PROBLEM DETAILS
Turn the records below into a Markdown table with two columns, No. and Text. Give each non-blank line its own numbered row, and leave the pictures out.
-- Begin --
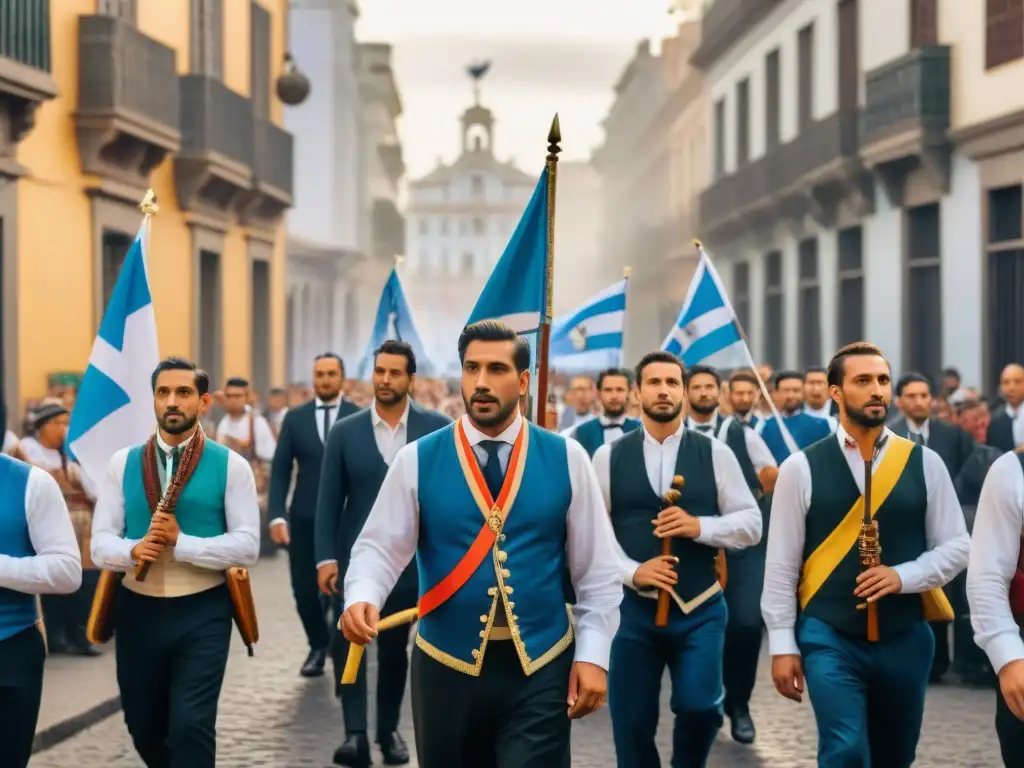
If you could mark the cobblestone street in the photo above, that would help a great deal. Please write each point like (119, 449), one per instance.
(271, 717)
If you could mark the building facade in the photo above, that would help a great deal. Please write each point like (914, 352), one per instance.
(102, 99)
(864, 158)
(459, 218)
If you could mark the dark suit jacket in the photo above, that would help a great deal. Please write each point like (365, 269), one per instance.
(299, 441)
(353, 471)
(1000, 430)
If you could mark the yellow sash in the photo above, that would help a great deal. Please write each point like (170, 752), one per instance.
(823, 560)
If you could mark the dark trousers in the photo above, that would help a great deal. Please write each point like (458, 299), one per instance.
(691, 646)
(1011, 733)
(501, 719)
(67, 615)
(868, 698)
(392, 669)
(22, 658)
(171, 654)
(308, 601)
(743, 632)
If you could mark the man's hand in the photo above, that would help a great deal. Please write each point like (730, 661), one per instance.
(358, 624)
(878, 582)
(588, 689)
(675, 522)
(146, 550)
(165, 528)
(327, 579)
(1012, 686)
(658, 571)
(787, 674)
(280, 535)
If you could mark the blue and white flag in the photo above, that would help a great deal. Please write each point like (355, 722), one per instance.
(394, 321)
(515, 293)
(590, 337)
(114, 408)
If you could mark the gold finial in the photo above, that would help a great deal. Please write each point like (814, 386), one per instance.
(148, 205)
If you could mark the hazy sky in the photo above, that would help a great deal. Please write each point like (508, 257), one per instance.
(548, 56)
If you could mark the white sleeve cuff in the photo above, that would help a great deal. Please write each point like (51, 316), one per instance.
(593, 647)
(782, 642)
(1005, 648)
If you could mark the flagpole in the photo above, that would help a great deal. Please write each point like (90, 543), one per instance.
(544, 342)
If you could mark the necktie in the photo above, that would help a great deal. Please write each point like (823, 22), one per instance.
(493, 473)
(326, 418)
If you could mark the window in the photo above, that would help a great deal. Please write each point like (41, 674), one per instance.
(805, 77)
(923, 322)
(742, 123)
(1004, 32)
(741, 293)
(851, 286)
(1005, 332)
(924, 23)
(773, 309)
(207, 38)
(772, 99)
(809, 308)
(720, 138)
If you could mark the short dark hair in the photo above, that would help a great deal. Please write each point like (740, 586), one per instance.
(658, 356)
(181, 364)
(696, 370)
(911, 378)
(396, 346)
(786, 375)
(331, 356)
(614, 372)
(496, 331)
(837, 366)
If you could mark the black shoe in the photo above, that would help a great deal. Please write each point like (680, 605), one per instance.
(742, 726)
(313, 666)
(393, 749)
(354, 753)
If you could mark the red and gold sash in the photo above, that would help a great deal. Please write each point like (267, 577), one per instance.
(495, 512)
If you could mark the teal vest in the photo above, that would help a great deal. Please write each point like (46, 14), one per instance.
(200, 510)
(901, 534)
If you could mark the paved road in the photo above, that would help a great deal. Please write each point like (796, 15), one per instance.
(271, 717)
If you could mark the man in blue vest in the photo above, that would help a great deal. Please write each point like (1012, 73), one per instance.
(494, 508)
(174, 627)
(860, 636)
(39, 555)
(715, 511)
(805, 428)
(612, 390)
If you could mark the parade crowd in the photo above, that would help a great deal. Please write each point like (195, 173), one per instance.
(866, 522)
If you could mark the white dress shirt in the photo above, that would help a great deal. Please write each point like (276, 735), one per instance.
(56, 566)
(239, 546)
(945, 534)
(388, 541)
(237, 427)
(738, 523)
(994, 549)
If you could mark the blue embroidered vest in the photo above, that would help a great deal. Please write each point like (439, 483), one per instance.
(524, 573)
(200, 510)
(17, 609)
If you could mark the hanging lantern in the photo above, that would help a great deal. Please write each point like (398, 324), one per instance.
(293, 86)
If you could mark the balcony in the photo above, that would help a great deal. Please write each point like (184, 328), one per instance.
(906, 119)
(25, 74)
(128, 104)
(213, 170)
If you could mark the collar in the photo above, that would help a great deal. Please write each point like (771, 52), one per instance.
(475, 436)
(378, 419)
-- End --
WRITTEN ANSWER
| No. | Text |
|---|---|
| 1 | If you could mark the cobblestone street in the photo above, that would help a great deal. Please write each point like (119, 449), one per instance. |
| 2 | (271, 717) |
| 3 | If you could mark the building facade in the photo above, that would help a great deal. Please write each point like (914, 352), one per instance. |
| 4 | (102, 99) |
| 5 | (864, 158) |
| 6 | (459, 218) |
| 7 | If you could mark the dark suit jacket in the photo above, that would help a great deal. Please write each point like (365, 269), one per instance. |
| 8 | (299, 441) |
| 9 | (353, 471) |
| 10 | (1000, 430) |
| 11 | If you could mark the yellow sash in the photo above, that would help a great deal. Please write each point like (170, 752), one per instance. |
| 12 | (823, 560) |
| 13 | If you could mark the dark trousers in the photo above, that would help a great deal. Please write each point like (458, 299), one per instance. |
| 14 | (691, 646) |
| 15 | (1011, 733) |
| 16 | (501, 719) |
| 17 | (67, 615) |
| 18 | (868, 698) |
| 19 | (392, 669) |
| 20 | (22, 658) |
| 21 | (171, 654) |
| 22 | (308, 601) |
| 23 | (743, 632) |
| 24 | If you could mark the man's hand in the photo above, that would help a great deal. Please write each point like (730, 661), one per instance. |
| 25 | (358, 624) |
| 26 | (878, 582) |
| 27 | (588, 689) |
| 28 | (675, 522) |
| 29 | (146, 550) |
| 30 | (165, 528) |
| 31 | (327, 579) |
| 32 | (1012, 686) |
| 33 | (658, 571) |
| 34 | (787, 674) |
| 35 | (280, 535) |
| 36 | If you could mark the blue and white flag in the photo above, that would help a great deal. Please write each point like (355, 722), one per instance. |
| 37 | (394, 321) |
| 38 | (515, 293) |
| 39 | (590, 337) |
| 40 | (114, 408) |
| 41 | If you could mark the gold finial in the photo above, that would help a great deal. Please write each point like (814, 386), one per instance. |
| 42 | (148, 205) |
| 43 | If you could mark the hazy sky in the photo above, that would help a great deal. Please write each point like (508, 257), one per instance. |
| 44 | (548, 56) |
| 45 | If you could mark the white sleeve cuff in the photo above, that would help a great deal. Please write each point like (51, 316), one per instance. |
| 46 | (593, 647) |
| 47 | (782, 642) |
| 48 | (1005, 648) |
| 49 | If you could mark the flagpole in the photo above, that would help a great deal. Please write each point like (90, 543), one per instance. |
| 50 | (544, 342) |
| 51 | If you could mark the necktie in the photo above, that would help a great deal. Please write each point like (823, 22), one per instance. |
| 52 | (493, 473) |
| 53 | (326, 418) |
| 54 | If you could mark the window in the photo above, that would help a great deal. Please write each point like (41, 674), one per instance. |
| 55 | (805, 77) |
| 56 | (923, 322) |
| 57 | (742, 123) |
| 58 | (1004, 32) |
| 59 | (741, 293) |
| 60 | (851, 286) |
| 61 | (1005, 332) |
| 62 | (924, 23) |
| 63 | (773, 309) |
| 64 | (207, 38) |
| 65 | (772, 99) |
| 66 | (809, 308) |
| 67 | (720, 138) |
| 68 | If you could mark the short dark hair in the photo above, that would help a great deal. Please write each point like (740, 586), one per instance. |
| 69 | (658, 356) |
| 70 | (181, 364) |
| 71 | (696, 370) |
| 72 | (911, 378) |
| 73 | (396, 346) |
| 74 | (786, 375) |
| 75 | (331, 356) |
| 76 | (614, 372) |
| 77 | (496, 331) |
| 78 | (837, 366) |
| 79 | If you could mark the black shoe in the photo above, that would help a great deal. Please write each point like (680, 605), one per instance. |
| 80 | (742, 726) |
| 81 | (313, 666) |
| 82 | (393, 749) |
| 83 | (354, 753) |
| 84 | If you could mark the red and gold sash in the photo above, that would help a great deal. Please write each point like (267, 577), one per instance. |
| 85 | (495, 512) |
| 86 | If you could mark the teal vest in the photo above, that would help a great deal. Please write each point like (46, 14), one per instance. |
| 87 | (200, 510) |
| 88 | (901, 534) |
| 89 | If you could mark the paved road in the photo above, that would help a great deal. Please write each point like (796, 15), one per instance. |
| 90 | (271, 717) |
| 91 | If you could mark the man in blue vest in the photo above, that would help a great deal. Please write each point like (1012, 73), one per instance. |
| 92 | (494, 508) |
| 93 | (174, 627) |
| 94 | (860, 636) |
| 95 | (39, 555) |
| 96 | (715, 511) |
| 97 | (805, 428) |
| 98 | (612, 390) |
| 99 | If you could mark the parade crowd in the photo above, that would help a great deal. Please write each point like (195, 173), one per instance. |
| 100 | (866, 522) |
| 101 | If you could mark the white dress shirt in the photo above, that would help a great deal. Please write each point like (276, 735), one per instance. |
| 102 | (56, 566) |
| 103 | (239, 546) |
| 104 | (945, 534) |
| 105 | (388, 541) |
| 106 | (237, 427) |
| 107 | (738, 523) |
| 108 | (994, 549) |
| 109 | If you could mark the blue embroidered vest in the photo above, that would help a great deal. Please write each point like (439, 483), one per instance. |
| 110 | (524, 573) |
| 111 | (200, 510) |
| 112 | (17, 609) |
| 113 | If you could mark the hanging lantern in the photo above, that would help a great deal. Please write each point like (398, 324), one per instance. |
| 114 | (293, 86) |
| 115 | If you could mark the balcony in the photo above, that would help a great deal. Please write each point like (184, 328), one per instance. |
| 116 | (906, 119) |
| 117 | (25, 74) |
| 118 | (128, 104) |
| 119 | (213, 170) |
| 120 | If you could mark the collar in the photo above, that would help a great deal. Please write each point like (771, 52), one per instance. |
| 121 | (475, 436) |
| 122 | (378, 419) |